**Passage to read**
════

Samir Vasavada and Runik Mehrotra are the talk of the street. They are just 20, and Vise, their AI-enabled investment management company, earlier this week received Series B funding of $45 million.
Investors might be more than happy to write cheques for them now, but there was a time when they were rejected by about 1,000 investors, including Vinod Khosla, the Delhi-bred billionaire titan of Silicon Valley.
Vasavada and Mehrotra were raised in Cleveland and Detroit, respectively, and met at a North Western University’s summer research programme. Though they officially started Vise in 2019, they had been working as consultants since they were 16. We will give you some time to pick up your jaw.
An obvious lesson from their success is perseverance. The other is to keep working on the pitch and learn from rejections. The lanky Vasavada, who likes business books and recently lived without his iPhone for three weeks, maintained a detailed record of failed meetings.
Lesson number three is that perception and fortunes can change quickly even if one or two big players come on board.
After Khosla and several others turned Vasavada and Mehrotra down, and after they polished their pitch, they raised $2 million from Keith Rabois, a co-founder at PayPal and a partner at Founders Fund, and Ben Ling of Bling Capital. Both were earlier at Khosla Ventures. The tide had turned.
“This was our first round of fundraising ever,” Mehrotra told TechCrunch. “So in the beginning, a lot of it was just like, figuring out how things worked and learning how to best pitch the company because it is a niche market. I think once we got the momentum, we felt like we were turning away tons of money.”
Then there was the matter of convincing people in the trade to take them seriously but there was a positive side to that too, Vasavada said on Nasdaq Trade Talks.
“A challenge of being young, which is also a benefit, is that lack of experience can sometimes bring a new perspective. People that said to us, ‘Hey, you haven’t been in the industry for X number of years, you haven’t been alive that many number of years’, we were able to say to them, ‘Hey, that’s why we have this new perspective, this new product’,” Vasavada said.
“You can almost think of us as a highly personalised, highly automated approach to wealth management for investment advisers,” Vasavada said, speaking a million words a minute.
The deep-voiced slightly chubby Mehrotra, who once posted a picture of Po from Kung Fu Panda as himself, said, “Rather than use AI to replace humans, we use it to empower them. We build tools and technology to help financial advisers be better at their job and provide more customised offerings to their clients.”
Speaking about the impact of the coronavirus pandemic on their business, Mehrotra told Nasdaq Trade Talks that it was important for them to show their clients that Vise was in it for the long haul. “With the capital raised (this was after their Series A funding), we have five to seven years of runway even as we scale the business. So it’s kind of partnering with our current advisers and customers that we are going to be here even if there’s significant market turmoil.”
Vasavada said, “(Financial) Advisers saw quite a bit of client growth (during the pandemic, as people were concerned about their investments). During that, advisers thought what platform can help me better explain what’s happening (in the markets) to my clients. They saw us as one of the solutions.”

════

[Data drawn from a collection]
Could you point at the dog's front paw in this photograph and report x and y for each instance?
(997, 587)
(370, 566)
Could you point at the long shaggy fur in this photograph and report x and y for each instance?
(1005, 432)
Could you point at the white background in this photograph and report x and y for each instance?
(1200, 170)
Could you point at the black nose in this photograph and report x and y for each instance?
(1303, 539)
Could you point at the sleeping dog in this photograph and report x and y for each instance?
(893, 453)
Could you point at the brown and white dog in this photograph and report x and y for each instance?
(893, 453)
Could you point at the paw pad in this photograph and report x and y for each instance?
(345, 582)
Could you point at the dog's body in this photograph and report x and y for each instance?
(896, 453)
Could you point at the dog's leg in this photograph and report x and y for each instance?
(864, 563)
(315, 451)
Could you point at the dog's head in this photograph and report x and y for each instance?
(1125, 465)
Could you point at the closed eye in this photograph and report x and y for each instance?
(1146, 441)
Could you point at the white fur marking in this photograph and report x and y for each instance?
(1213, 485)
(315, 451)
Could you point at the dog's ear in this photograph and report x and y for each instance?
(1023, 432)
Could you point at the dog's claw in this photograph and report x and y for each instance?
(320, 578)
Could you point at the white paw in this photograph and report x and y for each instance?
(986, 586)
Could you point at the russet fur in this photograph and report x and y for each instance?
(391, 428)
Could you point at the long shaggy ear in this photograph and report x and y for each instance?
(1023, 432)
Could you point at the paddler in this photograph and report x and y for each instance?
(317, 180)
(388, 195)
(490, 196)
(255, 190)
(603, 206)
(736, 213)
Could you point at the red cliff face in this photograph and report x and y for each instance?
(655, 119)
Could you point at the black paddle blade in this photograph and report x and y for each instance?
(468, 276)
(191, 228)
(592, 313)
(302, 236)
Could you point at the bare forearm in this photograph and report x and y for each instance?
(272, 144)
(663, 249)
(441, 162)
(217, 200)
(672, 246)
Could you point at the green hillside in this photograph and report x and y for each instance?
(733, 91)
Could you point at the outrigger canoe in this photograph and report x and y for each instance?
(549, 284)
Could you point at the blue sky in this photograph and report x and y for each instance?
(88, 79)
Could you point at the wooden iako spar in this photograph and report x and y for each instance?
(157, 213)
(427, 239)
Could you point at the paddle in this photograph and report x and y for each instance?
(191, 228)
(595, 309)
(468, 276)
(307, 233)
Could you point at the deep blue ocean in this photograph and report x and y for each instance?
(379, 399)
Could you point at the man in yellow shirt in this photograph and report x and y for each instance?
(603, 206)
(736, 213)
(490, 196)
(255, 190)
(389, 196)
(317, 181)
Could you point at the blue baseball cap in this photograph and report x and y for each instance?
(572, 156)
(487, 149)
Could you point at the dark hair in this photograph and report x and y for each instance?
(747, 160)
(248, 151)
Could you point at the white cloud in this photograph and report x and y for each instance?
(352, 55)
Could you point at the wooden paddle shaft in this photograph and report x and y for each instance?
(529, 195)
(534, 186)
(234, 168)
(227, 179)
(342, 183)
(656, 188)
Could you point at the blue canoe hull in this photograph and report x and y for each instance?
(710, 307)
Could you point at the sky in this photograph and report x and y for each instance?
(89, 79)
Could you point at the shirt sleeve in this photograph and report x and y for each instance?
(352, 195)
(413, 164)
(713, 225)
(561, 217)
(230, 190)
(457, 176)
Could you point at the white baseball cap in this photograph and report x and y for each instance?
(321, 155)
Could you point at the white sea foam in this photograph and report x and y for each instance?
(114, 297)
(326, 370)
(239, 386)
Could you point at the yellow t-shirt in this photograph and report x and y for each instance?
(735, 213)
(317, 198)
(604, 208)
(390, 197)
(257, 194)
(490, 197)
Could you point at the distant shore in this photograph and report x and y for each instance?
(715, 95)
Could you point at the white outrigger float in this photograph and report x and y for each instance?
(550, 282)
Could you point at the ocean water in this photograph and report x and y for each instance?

════

**Problem details**
Return the passage of the article above on the young founders of Vise from "Vasavada and Mehrotra were" to "come on board.", copied word for word.

**Answer to this exercise**
Vasavada and Mehrotra were raised in Cleveland and Detroit, respectively, and met at a North Western University’s summer research programme. Though they officially started Vise in 2019, they had been working as consultants since they were 16. We will give you some time to pick up your jaw.
An obvious lesson from their success is perseverance. The other is to keep working on the pitch and learn from rejections. The lanky Vasavada, who likes business books and recently lived without his iPhone for three weeks, maintained a detailed record of failed meetings.
Lesson number three is that perception and fortunes can change quickly even if one or two big players come on board.